• _What this exercise asks_
[a] List every kind of hospitality business that the tax-deductible-vacation article names as an obvious target for potential clients abroad.
[b] In the tax-deductible-vacation article, reproduce verbatim the part that opens with the words containing "By attending an" and closes with "a meaningful connection.".
[c] Carry the tax-deductible-vacation article forward from its final sentence.

3 Ways to Take a Tax Deductible Vacation

Written by Josh Hoffman on January 22, 2018

For many people, work and travel are mutually exclusive activities.

But in the age of the internet, not only can you do them simultaneously, but you can also combine them to create a tax deductible vacation. The result: More fun, less taxes. Sounds like something you could get behind, right?

To understand how you can take a tax deductible vacation, you need to know what tax deductions actually are: Expenses designed to produce additional income, which taxpayers can legally subtract from their total income, resulting in less taxable income and fewer tax obligations.

If working remotely sounds like a dream come true, here are three ways to take a tax deductible vacation in your destination of choice:

1. Schedule Meetings With Potential Clients

So, is it Tokyo, Japan? What about Sydney, Australia? Once you identify your destination of choice, reach out to potential clients and offer a free consultation or informational meeting. If you’re thinking about traveling internationally, you’d be surprised at how many businesses abroad are seeking English-speaking service-providers. The most obvious targets come from the hospitality industry, like boutique hotels, resorts, popular restaurants, and other touristy places.

While it would be awesome to land one or more clients in your destination of choice, focus more on just securing a business meeting during your trip. That way, you can make it an “expense designed to produce additional income” — AKA, more cash in your pocket.

Rule of thumb: A trip Down Under sounds great, but remember that CPAs will look at what’s ordinary for a person in your industry and position. That means refraining from selecting “First Class” on your plane ticket, even though we could all use the extra legroom.

2. Attend Business Events

Unless you want to venture off to some remote, deserted island, chances are you’ll find business-focused Meetups and other public events at your destination of choice. Coworking spaces have become popular in the freelance community, and they’re always offering a variety of events.

By attending an event or two in your destination of choice, you can rightfully claim the trip as a tax deductible activity. Plus, you just might learn something, or make a meaningful connection.

Rule of thumb: Once you settle on a destination, look into events — specific to your industry — that are going to take place in that area. If you’ve got flexible vacation time, you may be able to adjust your schedule so that you can sit in on an interesting event or two.

Natural language descriptions of regions
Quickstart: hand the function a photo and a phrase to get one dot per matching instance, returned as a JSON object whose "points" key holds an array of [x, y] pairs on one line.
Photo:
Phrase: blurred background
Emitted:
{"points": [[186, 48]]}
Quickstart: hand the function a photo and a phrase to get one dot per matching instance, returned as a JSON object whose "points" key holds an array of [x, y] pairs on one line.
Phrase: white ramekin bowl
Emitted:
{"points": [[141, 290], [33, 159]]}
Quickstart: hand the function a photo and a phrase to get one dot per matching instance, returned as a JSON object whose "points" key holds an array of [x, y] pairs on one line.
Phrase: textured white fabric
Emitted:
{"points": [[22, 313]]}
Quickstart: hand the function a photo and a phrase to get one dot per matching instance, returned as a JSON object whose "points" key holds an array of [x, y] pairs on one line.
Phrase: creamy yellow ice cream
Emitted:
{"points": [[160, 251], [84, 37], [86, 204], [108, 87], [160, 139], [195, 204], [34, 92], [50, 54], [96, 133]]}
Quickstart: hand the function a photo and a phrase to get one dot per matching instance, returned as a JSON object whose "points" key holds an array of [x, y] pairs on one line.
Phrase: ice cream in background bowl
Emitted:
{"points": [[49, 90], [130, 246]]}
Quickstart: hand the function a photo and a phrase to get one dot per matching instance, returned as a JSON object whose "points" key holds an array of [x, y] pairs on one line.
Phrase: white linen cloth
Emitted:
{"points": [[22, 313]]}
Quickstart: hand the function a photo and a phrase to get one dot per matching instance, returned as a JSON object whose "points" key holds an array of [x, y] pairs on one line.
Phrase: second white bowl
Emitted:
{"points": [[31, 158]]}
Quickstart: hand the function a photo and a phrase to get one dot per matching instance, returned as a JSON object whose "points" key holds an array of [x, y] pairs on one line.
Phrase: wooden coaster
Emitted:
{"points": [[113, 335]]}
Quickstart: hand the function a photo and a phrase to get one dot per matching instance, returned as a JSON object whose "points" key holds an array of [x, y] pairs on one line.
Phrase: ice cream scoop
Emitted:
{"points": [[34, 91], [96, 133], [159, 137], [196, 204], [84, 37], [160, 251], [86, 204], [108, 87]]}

• _Solved tasks_
[a]
- boutique hotels
- resorts
- popular restaurants
- other touristy places

[b]
By attending an event or two in your destination of choice, you can rightfully claim the trip as a tax deductible activity. Plus, you just might learn something, or make a meaningful connection.

[c]
3. Put on Your Speaking Hat

If you’re feeling brave, or just enjoy speaking like I do, giving a formal or informal lecture, workshop or seminar in your area of expertise qualifies as a deductible expense, because you’re putting yourself in a position to acquire new clients. Luckily, whether or not you actually land some new clients after the talk is irrelevant, as far as tax obligations are concerned.

Local networking groups, Meetups, coworking spaces and other event organizers are always looking for speakers. Heck, you can even host your own talk in a public space, like a bar.

Rule of thumb: In order to qualify for this deduction, you should be proving that you’re looking to gain clients in places beyond your home region. As such, strive to focus on what you want your audience to do with the information you give them. Share stories of your past experiences that put your successes on display.

So, choose your approach and pack your bags. Whichever approach you take to a tax deductible vacation, make sure you track your expenses and consult a qualified accountant to abide by all of the relevant local, state and federal laws. Just be careful when you’re mixing business and personal travel, and know that incidental personal travels within a business trip are fine as long as you don’t deduct them alongside your other business expenses. For personal trips that have a little business mixed in, make sure that everything you do deduct can be related to a business expense. While a client breakfast is certainly deductible, the same does not hold true for that margarita you drank on the beach.